PROBLEM DETAILS >> Copy the data from the line containing "the red background listed here." through the line containing "[(366, 825), (373, 805)]", requests included, and give only those lines. Multiply each coordinate in the answers by 0.3, rounding to whole numbers with halves rounded up.

RECORD EXCERPTS >>
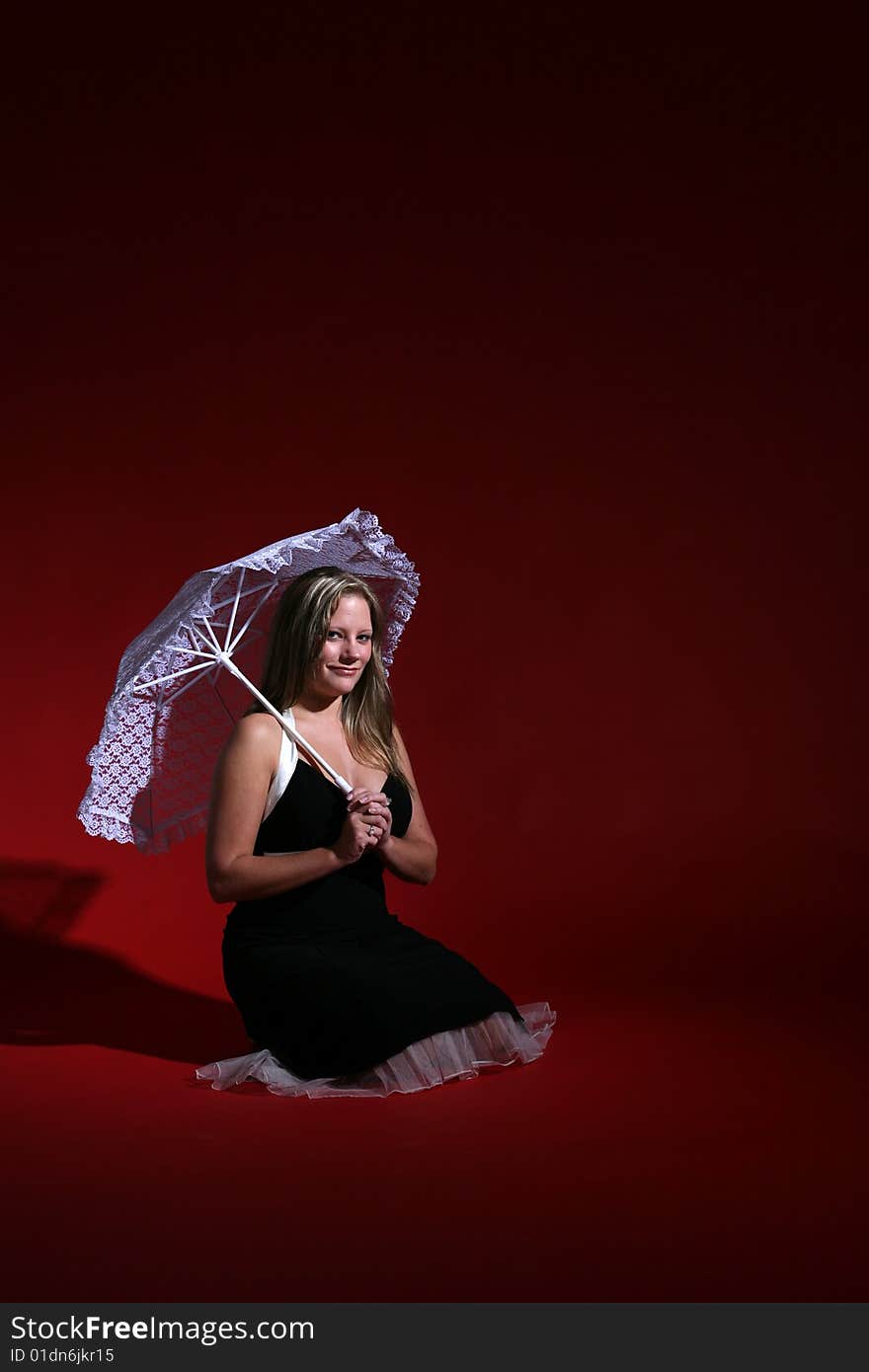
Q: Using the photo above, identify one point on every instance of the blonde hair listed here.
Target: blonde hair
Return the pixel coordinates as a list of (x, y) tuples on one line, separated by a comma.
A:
[(295, 639)]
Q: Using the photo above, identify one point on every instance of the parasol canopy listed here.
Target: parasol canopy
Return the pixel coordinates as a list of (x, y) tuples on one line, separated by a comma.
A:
[(189, 676)]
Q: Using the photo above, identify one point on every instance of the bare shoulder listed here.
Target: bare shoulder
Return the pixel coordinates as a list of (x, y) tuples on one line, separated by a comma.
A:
[(257, 737)]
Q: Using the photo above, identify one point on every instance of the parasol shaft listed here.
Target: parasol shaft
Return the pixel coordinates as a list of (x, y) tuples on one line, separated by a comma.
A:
[(340, 781)]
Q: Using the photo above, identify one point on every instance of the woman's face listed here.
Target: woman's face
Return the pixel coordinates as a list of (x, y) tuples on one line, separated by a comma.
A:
[(347, 648)]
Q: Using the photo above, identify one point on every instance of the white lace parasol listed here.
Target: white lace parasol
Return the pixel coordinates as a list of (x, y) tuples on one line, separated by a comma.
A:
[(187, 678)]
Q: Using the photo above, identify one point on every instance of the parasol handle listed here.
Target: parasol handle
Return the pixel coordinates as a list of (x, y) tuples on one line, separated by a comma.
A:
[(340, 781)]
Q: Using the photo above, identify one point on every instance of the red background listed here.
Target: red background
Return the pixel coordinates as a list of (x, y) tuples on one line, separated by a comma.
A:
[(580, 316)]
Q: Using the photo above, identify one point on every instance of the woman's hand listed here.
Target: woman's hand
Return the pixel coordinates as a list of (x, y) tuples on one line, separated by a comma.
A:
[(366, 825), (373, 805)]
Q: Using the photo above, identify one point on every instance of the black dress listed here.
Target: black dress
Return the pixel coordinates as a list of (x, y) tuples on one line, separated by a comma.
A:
[(333, 987)]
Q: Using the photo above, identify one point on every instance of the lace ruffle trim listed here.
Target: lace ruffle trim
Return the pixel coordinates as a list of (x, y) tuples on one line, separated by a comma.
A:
[(499, 1040)]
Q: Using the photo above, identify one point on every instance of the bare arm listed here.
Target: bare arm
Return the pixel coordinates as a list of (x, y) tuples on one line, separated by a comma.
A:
[(240, 787), (415, 857)]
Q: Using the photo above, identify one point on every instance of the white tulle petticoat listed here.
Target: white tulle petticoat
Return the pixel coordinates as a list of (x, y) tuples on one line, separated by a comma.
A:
[(497, 1040)]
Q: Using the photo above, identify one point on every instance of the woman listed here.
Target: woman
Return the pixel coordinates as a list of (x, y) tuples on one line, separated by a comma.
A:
[(340, 996)]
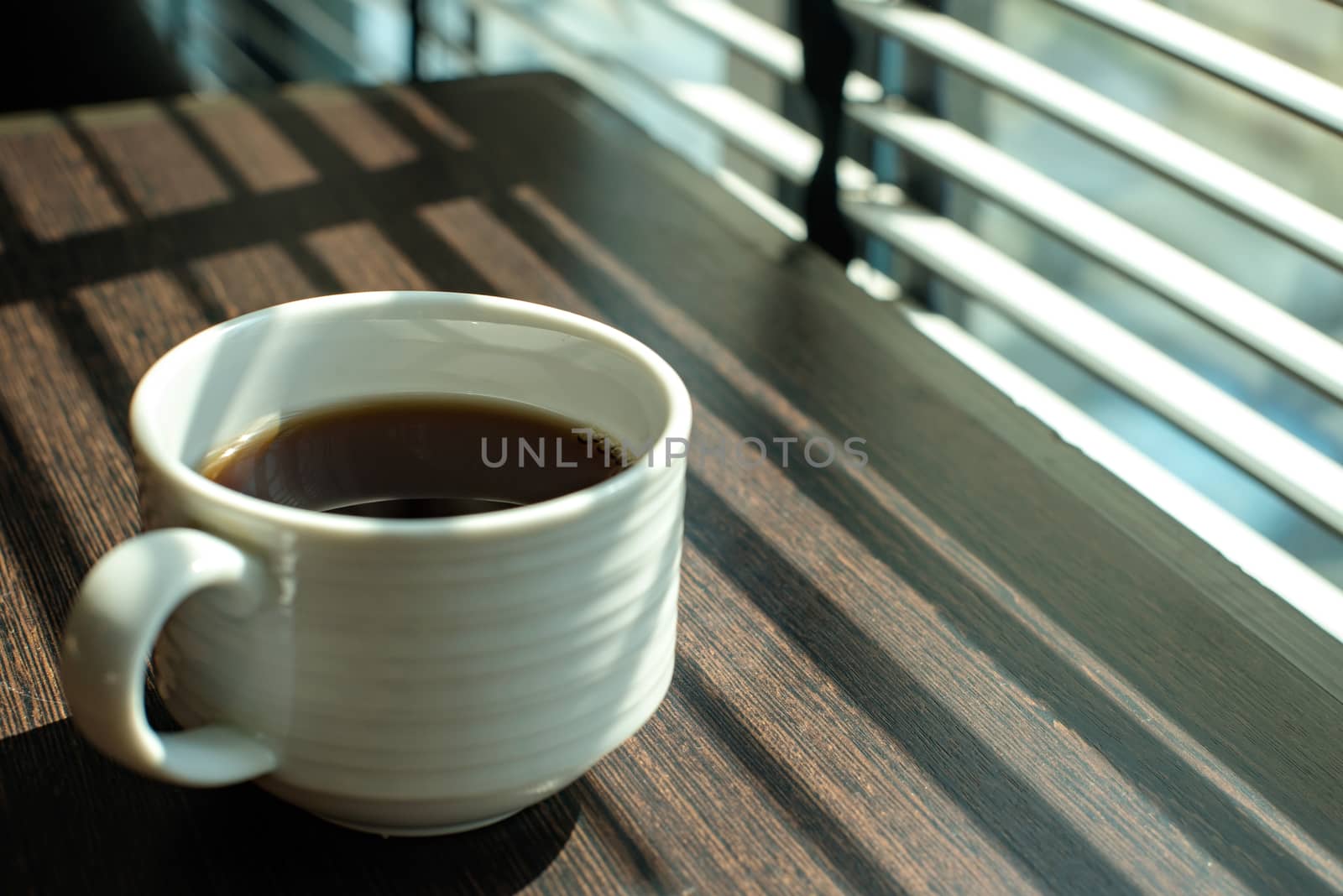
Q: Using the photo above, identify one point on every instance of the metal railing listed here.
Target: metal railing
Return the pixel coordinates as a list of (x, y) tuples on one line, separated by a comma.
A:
[(908, 215)]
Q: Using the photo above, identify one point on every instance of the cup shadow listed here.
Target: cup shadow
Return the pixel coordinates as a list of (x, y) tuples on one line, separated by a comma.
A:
[(73, 821)]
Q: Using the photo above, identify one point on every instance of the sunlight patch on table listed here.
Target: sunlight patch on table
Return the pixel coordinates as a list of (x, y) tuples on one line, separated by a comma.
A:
[(253, 147), (349, 122), (362, 258), (54, 188), (160, 169)]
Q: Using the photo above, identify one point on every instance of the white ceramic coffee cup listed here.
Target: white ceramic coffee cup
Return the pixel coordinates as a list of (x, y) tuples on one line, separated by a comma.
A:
[(400, 676)]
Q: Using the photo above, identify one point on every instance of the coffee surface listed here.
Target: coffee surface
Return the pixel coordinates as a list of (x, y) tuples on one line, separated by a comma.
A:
[(416, 457)]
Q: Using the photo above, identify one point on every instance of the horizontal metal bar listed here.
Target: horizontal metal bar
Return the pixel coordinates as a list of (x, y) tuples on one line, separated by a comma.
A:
[(326, 29), (1221, 55), (1291, 580), (1280, 461), (205, 29), (752, 38), (763, 134), (1219, 180), (1255, 322)]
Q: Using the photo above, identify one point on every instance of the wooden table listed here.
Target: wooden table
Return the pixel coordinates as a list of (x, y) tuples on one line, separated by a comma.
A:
[(977, 664)]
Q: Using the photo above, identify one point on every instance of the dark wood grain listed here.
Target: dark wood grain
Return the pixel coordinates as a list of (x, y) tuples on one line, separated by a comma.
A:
[(977, 664)]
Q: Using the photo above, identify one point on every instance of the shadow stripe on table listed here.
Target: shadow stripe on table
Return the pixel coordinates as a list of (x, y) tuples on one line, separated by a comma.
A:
[(1275, 856), (642, 862), (1226, 799), (313, 270), (33, 529), (516, 270), (248, 217), (792, 795), (402, 228)]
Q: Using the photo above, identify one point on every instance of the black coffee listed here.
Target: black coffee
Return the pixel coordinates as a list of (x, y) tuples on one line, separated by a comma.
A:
[(416, 457)]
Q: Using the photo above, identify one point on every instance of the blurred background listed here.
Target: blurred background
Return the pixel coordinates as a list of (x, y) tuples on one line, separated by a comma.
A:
[(682, 67)]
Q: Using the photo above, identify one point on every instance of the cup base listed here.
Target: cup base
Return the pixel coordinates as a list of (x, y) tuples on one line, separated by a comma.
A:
[(421, 832)]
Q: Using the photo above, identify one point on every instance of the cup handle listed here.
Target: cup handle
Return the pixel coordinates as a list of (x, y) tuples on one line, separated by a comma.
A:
[(121, 607)]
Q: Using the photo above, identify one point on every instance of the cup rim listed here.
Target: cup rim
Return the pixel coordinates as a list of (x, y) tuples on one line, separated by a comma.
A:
[(547, 514)]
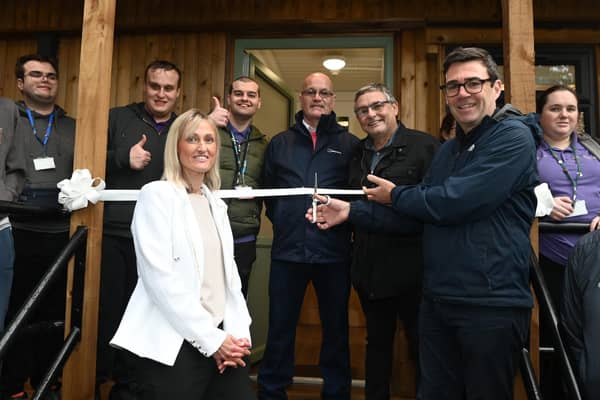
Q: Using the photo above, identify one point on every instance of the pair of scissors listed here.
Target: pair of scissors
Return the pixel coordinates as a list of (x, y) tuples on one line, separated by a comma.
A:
[(315, 202)]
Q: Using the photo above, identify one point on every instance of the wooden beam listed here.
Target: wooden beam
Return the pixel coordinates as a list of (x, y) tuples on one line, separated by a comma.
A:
[(519, 89), (519, 53), (79, 376)]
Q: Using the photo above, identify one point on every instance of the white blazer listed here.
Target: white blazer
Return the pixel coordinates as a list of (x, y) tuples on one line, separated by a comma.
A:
[(165, 309)]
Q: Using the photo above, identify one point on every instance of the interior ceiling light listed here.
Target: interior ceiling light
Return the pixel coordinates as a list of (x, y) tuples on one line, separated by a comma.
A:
[(334, 63)]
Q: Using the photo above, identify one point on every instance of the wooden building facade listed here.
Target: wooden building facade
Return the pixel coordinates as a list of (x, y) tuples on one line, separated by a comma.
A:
[(200, 37)]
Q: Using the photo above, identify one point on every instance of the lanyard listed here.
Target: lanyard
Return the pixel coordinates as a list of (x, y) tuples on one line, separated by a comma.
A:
[(44, 141), (240, 159), (561, 163)]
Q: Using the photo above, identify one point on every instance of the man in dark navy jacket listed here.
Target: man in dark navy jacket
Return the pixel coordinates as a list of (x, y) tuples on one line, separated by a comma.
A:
[(477, 204), (580, 313), (302, 253)]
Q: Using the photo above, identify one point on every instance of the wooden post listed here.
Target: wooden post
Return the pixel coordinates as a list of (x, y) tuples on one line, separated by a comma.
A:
[(79, 376), (519, 90)]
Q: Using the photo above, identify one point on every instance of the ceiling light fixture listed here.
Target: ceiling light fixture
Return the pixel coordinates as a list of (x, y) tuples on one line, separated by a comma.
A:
[(334, 64)]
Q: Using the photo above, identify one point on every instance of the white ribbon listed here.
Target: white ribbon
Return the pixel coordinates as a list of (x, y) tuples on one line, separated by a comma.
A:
[(77, 191)]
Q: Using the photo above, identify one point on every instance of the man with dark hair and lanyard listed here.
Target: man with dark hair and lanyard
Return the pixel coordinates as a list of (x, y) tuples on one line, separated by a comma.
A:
[(48, 138), (241, 161), (136, 140)]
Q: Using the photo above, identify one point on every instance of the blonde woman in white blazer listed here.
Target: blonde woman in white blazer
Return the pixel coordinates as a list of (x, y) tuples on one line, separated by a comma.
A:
[(186, 323)]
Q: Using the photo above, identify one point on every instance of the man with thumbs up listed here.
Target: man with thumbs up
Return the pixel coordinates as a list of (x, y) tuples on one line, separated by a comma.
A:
[(136, 140), (241, 159)]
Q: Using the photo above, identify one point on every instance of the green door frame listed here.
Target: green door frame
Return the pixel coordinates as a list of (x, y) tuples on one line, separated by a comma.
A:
[(242, 61)]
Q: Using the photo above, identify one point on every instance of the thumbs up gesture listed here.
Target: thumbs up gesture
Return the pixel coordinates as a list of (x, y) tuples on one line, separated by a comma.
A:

FINAL ANSWER >>
Q: Using the photo above, identify one point on every instance of the red background listed here.
Target: red background
Return the pixel coordinates as a list of (x, y) tuples on one line, separated by a comma.
A:
[(174, 95)]
Q: Using the photo above, identify one point on every instance of the woman's hand listed here.
Target: woman's hand
Return the pixel coordinates as a list of (x, y) tuples on one line, separated by a comma.
A:
[(110, 248), (112, 242)]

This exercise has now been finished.